Set task :: Show every line of the data below that contains the string "foliage". Case counts.

Rows ::
———
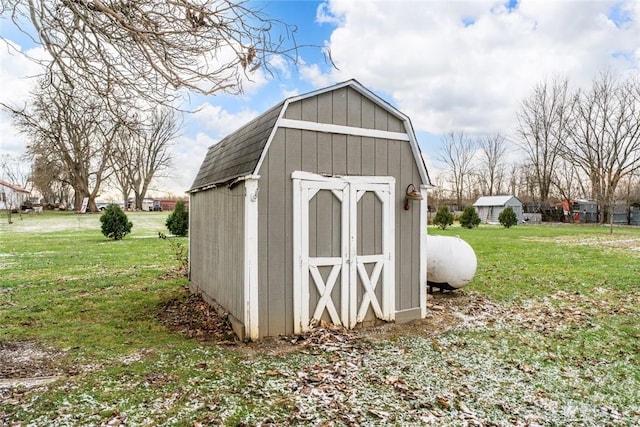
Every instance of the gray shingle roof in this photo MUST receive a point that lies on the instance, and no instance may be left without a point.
(237, 154)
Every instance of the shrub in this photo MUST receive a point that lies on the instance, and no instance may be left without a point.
(115, 224)
(443, 218)
(469, 217)
(508, 217)
(178, 220)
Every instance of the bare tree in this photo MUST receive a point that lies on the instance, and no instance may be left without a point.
(491, 166)
(151, 48)
(74, 129)
(568, 183)
(14, 170)
(51, 179)
(142, 153)
(605, 140)
(543, 121)
(456, 154)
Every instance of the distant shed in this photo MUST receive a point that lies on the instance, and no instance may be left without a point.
(490, 207)
(298, 217)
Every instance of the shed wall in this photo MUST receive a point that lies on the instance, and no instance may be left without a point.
(216, 239)
(334, 154)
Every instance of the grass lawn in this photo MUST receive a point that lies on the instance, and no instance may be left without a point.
(547, 333)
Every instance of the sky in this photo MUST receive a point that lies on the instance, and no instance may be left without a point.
(450, 65)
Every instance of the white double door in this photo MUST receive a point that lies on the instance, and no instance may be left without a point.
(343, 249)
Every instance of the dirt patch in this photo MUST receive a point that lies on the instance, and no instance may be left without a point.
(193, 317)
(23, 366)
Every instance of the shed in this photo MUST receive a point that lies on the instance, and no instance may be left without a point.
(12, 196)
(490, 207)
(298, 217)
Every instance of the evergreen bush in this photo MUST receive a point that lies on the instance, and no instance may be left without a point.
(443, 218)
(178, 220)
(469, 217)
(508, 217)
(115, 224)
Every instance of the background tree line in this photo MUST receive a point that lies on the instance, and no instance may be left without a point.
(104, 109)
(571, 143)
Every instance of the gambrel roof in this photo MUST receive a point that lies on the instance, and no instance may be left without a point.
(239, 154)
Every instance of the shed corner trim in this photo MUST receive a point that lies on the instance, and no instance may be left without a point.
(251, 256)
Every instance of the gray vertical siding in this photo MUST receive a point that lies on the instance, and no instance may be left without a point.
(216, 240)
(337, 154)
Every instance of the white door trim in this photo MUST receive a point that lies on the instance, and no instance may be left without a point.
(349, 190)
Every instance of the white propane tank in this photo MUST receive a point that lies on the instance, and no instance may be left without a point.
(451, 262)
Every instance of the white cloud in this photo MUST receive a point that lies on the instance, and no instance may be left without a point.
(466, 65)
(18, 74)
(219, 121)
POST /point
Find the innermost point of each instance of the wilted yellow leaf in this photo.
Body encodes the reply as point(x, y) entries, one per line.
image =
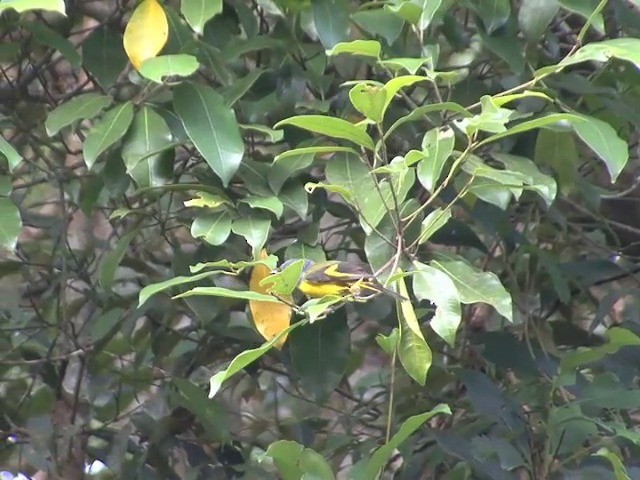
point(269, 318)
point(146, 33)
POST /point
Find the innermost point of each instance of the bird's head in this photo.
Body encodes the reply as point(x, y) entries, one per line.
point(306, 266)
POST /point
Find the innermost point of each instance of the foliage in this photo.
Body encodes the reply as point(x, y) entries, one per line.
point(480, 156)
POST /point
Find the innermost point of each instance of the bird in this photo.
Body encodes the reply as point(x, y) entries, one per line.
point(338, 278)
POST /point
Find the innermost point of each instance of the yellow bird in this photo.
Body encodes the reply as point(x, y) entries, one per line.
point(338, 278)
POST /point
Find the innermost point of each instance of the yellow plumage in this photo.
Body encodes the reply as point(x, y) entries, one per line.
point(339, 279)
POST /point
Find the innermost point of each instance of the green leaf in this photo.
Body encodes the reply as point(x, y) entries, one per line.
point(285, 281)
point(50, 38)
point(198, 12)
point(393, 86)
point(319, 354)
point(437, 147)
point(558, 150)
point(213, 228)
point(604, 141)
point(80, 107)
point(350, 173)
point(227, 293)
point(476, 286)
point(409, 11)
point(490, 191)
point(296, 462)
point(627, 49)
point(492, 119)
point(364, 48)
point(104, 56)
point(534, 16)
point(147, 138)
point(150, 290)
point(586, 9)
point(413, 350)
point(382, 455)
point(331, 127)
point(421, 112)
point(181, 65)
point(286, 456)
point(289, 163)
point(211, 126)
point(619, 469)
point(312, 150)
point(379, 22)
point(494, 13)
point(294, 196)
point(10, 224)
point(273, 204)
point(154, 171)
point(411, 65)
point(429, 9)
point(255, 230)
point(331, 18)
point(505, 42)
point(380, 247)
point(235, 267)
point(431, 284)
point(271, 135)
point(543, 184)
point(248, 356)
point(388, 343)
point(240, 87)
point(434, 222)
point(11, 154)
point(26, 5)
point(315, 466)
point(107, 131)
point(111, 261)
point(369, 100)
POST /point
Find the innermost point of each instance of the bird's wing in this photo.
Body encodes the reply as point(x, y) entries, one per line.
point(337, 272)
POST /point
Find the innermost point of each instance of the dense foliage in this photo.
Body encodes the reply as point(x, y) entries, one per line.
point(159, 159)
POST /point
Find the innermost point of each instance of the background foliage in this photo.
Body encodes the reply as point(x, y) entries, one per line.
point(487, 150)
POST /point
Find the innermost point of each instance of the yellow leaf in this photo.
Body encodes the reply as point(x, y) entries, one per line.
point(269, 318)
point(146, 33)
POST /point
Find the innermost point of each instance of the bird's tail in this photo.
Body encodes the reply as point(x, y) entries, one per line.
point(376, 287)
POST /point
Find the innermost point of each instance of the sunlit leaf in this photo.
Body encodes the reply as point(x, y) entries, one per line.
point(431, 284)
point(246, 358)
point(211, 126)
point(331, 127)
point(198, 12)
point(476, 286)
point(413, 350)
point(107, 131)
point(155, 68)
point(146, 33)
point(213, 228)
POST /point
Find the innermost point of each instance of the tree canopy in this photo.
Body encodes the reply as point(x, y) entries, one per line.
point(159, 160)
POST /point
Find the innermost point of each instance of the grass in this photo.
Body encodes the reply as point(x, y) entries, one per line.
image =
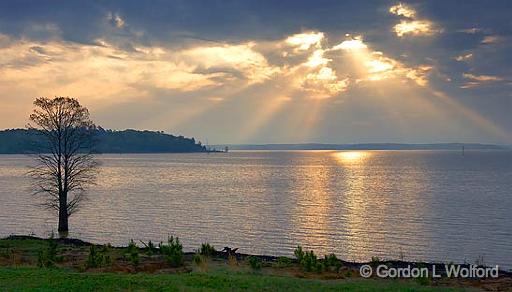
point(30, 278)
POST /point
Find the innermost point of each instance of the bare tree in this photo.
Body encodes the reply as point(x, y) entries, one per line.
point(65, 163)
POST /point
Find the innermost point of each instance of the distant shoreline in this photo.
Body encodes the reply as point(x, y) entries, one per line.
point(366, 146)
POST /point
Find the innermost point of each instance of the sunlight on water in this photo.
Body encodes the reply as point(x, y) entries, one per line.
point(430, 205)
point(352, 157)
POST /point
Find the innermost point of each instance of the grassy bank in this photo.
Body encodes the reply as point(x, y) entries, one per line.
point(30, 278)
point(72, 265)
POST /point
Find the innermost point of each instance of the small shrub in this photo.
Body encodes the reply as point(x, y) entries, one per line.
point(207, 249)
point(232, 260)
point(309, 261)
point(46, 258)
point(255, 263)
point(99, 258)
point(151, 248)
point(299, 253)
point(283, 262)
point(201, 261)
point(401, 255)
point(375, 261)
point(173, 251)
point(424, 281)
point(132, 253)
point(331, 261)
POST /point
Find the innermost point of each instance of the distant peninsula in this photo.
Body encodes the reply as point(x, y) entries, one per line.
point(20, 141)
point(366, 146)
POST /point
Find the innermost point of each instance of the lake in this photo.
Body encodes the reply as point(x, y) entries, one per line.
point(423, 205)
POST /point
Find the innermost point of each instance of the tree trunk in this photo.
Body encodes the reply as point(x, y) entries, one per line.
point(63, 213)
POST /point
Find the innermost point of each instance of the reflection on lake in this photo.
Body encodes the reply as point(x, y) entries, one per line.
point(430, 205)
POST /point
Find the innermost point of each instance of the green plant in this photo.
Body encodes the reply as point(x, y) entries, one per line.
point(207, 249)
point(255, 262)
point(299, 253)
point(173, 251)
point(424, 281)
point(132, 253)
point(201, 261)
point(283, 262)
point(151, 248)
point(46, 258)
point(375, 261)
point(309, 261)
point(331, 261)
point(232, 260)
point(99, 258)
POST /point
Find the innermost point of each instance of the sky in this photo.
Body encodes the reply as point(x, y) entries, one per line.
point(267, 71)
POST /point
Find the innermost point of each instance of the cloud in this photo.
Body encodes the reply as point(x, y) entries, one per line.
point(304, 41)
point(115, 19)
point(351, 44)
point(403, 10)
point(482, 78)
point(464, 57)
point(412, 26)
point(472, 30)
point(479, 80)
point(492, 39)
point(324, 83)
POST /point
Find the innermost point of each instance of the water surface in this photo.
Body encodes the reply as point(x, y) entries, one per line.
point(426, 205)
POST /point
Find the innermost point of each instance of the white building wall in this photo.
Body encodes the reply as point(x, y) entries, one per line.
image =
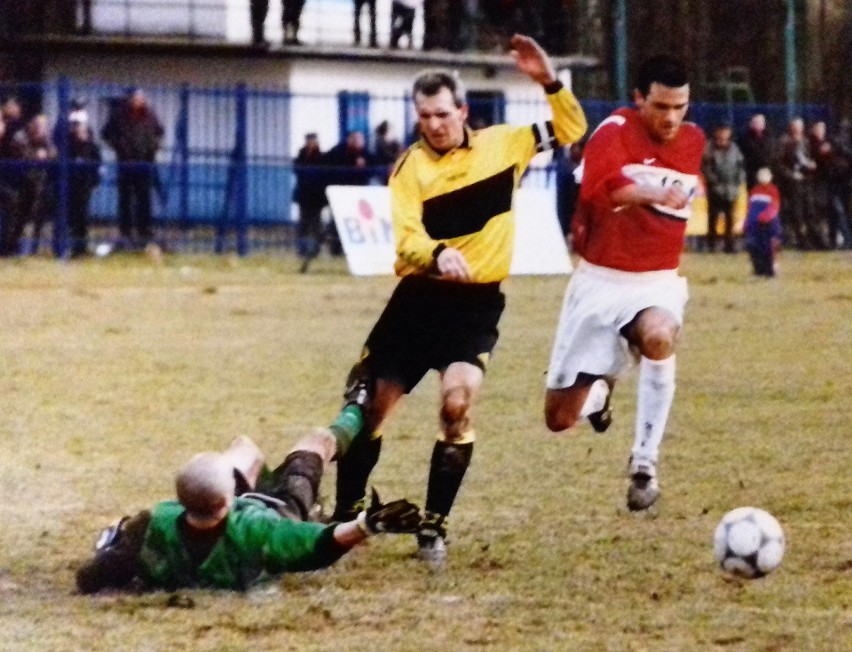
———
Result of this exercise ::
Find the innermost point of each instance of the foliage in this photo.
Find the innermost point of each instance of the dense foliage in this photo.
Find the innermost point of each instance of the background foliage in this photo.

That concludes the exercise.